Accroître l’efficacité énergétique et étendre réseaux électriques et capacités renouvelables sont les fondements de l’avenir énergétique du continent, dit l’IEA. Celui-ci dispose de 60% des ressources solaires mondiales, mais n’accueille que 1% des installations photovoltaïques, moins que les Pays-Bas.
Développer les énergies renouvelables en Afrique
Les renouvelables devront, avec l’éolien, les barrages et la géothermie, former 80% des capacités électriques installées d’ici 2030, aussi bien pour des objectifs énergétiques que climatiques, souligne le Sustainable Africa Scenario de l’IEA. Mais pour cela, il faudra “doubler les investissements”, dit M. Birol.
“Les institutions financières internationales, particulièrement les banques multilatérales de développement, doivent recevoir un mandat fort des pays, pour faire de l’Afrique une priorité absolue (…) à même d’entraîner les capitaux privés”.
Aujourd’hui, “l’Afrique reçoit seulement 7% des financements en faveur des énergies vertes apportés par les économies avancées aux pays en développement”, insiste l’économiste.
Or, “ce sujet peut être résolu d’ici la fin de cette décennie avec un investissement annuel de 25 milliards de dollars, le montant nécessaire à la construction d’un nouveau terminal de GNL chaque année”, dit-il. “Nous lisons en ce moment tous les jours dans le journal que tel pays construit un terminal GNL, tel autre un autre terminal… Avec la même somme, on pourrait résoudre le problème de l’énergie en Afrique, c’est donc tout à fait à notre portée”.
Promesses
Plus inattendu dans un contexte d’appel général à la décarbonation, l’IEA souligne aussi le rôle potentiel du gaz, mais uniquement pour un usage transitoire et national.
“L’Afrique compte plusieurs champs de gaz naturel identifiés, non encore exploités. S’ils l’étaient, cela ferait 90 milliards de m3 annuels, pour produire des fertilisants agricoles, du ciment et de l’eau potable à partir d’eau de mer”, autant d’industries énergivores, explique Fatih Birol.

### Extrait de données

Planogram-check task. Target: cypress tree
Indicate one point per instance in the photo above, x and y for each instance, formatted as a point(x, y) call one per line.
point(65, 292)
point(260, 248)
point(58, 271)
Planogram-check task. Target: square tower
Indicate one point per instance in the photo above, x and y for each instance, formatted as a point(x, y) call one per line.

### Consigne de travail 1
Reproduisez le passage du texte sur l'énergie en Afrique qui commence aux mots "Accroître l’efficacité énergétique" et s'arrête après les mots "dit M. Birol.".
### Consigne de travail 2
Relevez tous les pourcentages cités dans le texte sur l'énergie en Afrique.

### Zone de réponse 1
Accroître l’efficacité énergétique et étendre réseaux électriques et capacités renouvelables sont les fondements de l’avenir énergétique du continent, dit l’IEA. Celui-ci dispose de 60% des ressources solaires mondiales, mais n’accueille que 1% des installations photovoltaïques, moins que les Pays-Bas.
Développer les énergies renouvelables en Afrique
Les renouvelables devront, avec l’éolien, les barrages et la géothermie, former 80% des capacités électriques installées d’ici 2030, aussi bien pour des objectifs énergétiques que climatiques, souligne le Sustainable Africa Scenario de l’IEA. Mais pour cela, il faudra “doubler les investissements”, dit M. Birol.

### Zone de réponse 2
60%
1%
80%
7%